(Excerpts of location labeling rows)
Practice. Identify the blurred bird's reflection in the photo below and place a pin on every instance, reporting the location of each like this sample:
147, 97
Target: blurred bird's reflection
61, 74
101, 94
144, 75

**DIRECTIVE**.
Reproduce each of the rows above word for word, keeping every line intact.

**FULL ANSWER**.
Practice. Identify the blurred bird's reflection in the photo below and place a pin on every instance, reporting the location of each like this sample:
147, 97
Target: blurred bird's reflection
61, 74
101, 94
144, 75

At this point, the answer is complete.